■ STORED ROWS
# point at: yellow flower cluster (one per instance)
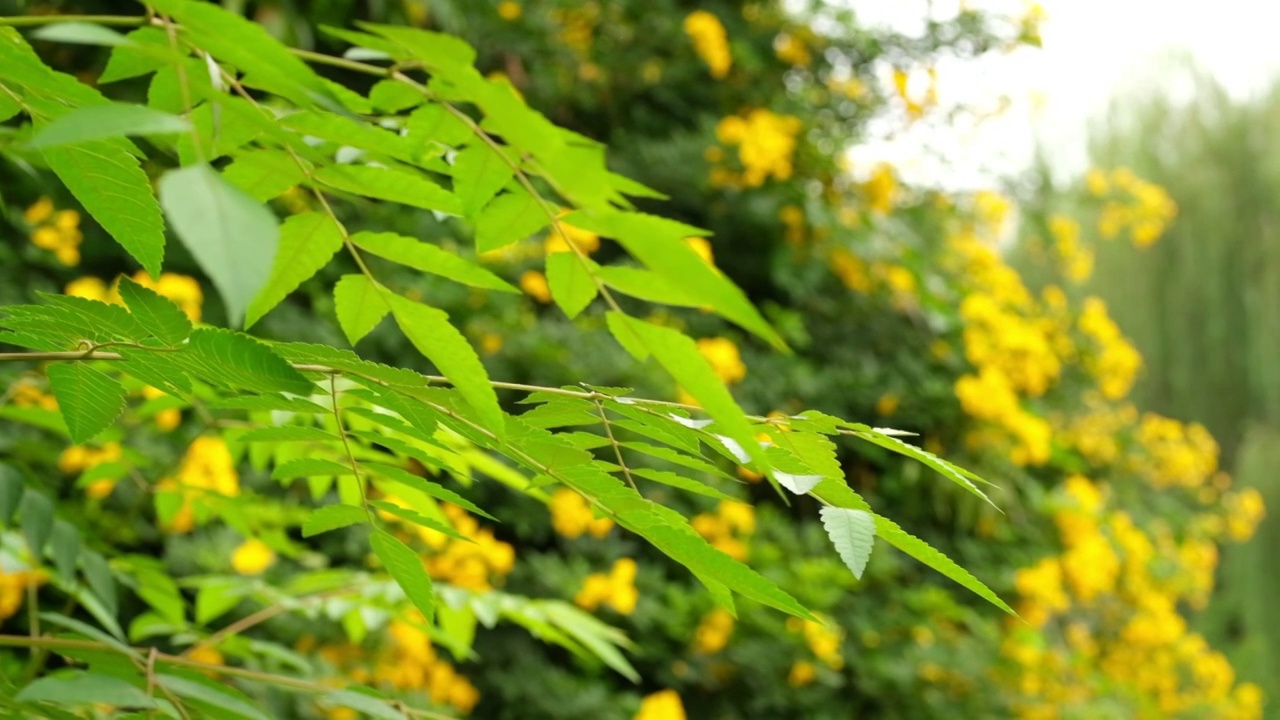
(27, 393)
(713, 632)
(1175, 454)
(577, 26)
(1130, 204)
(725, 359)
(1116, 363)
(77, 459)
(472, 565)
(662, 705)
(55, 231)
(617, 588)
(728, 528)
(206, 468)
(13, 589)
(572, 518)
(561, 241)
(407, 661)
(824, 639)
(915, 103)
(766, 145)
(1112, 597)
(252, 557)
(184, 291)
(711, 41)
(881, 188)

■ INSTRUCTION
Copy out the material above line for line, with nothing changed, and leave the pictures out.

■ RIGHT ANSWER
# point at: yellow flower cluster (one per instance)
(27, 393)
(713, 632)
(1175, 454)
(577, 26)
(1130, 204)
(725, 359)
(1116, 363)
(77, 459)
(472, 565)
(662, 705)
(55, 231)
(617, 588)
(728, 528)
(206, 468)
(13, 589)
(572, 518)
(561, 241)
(407, 661)
(824, 639)
(915, 103)
(766, 145)
(1112, 597)
(252, 557)
(184, 291)
(711, 41)
(881, 188)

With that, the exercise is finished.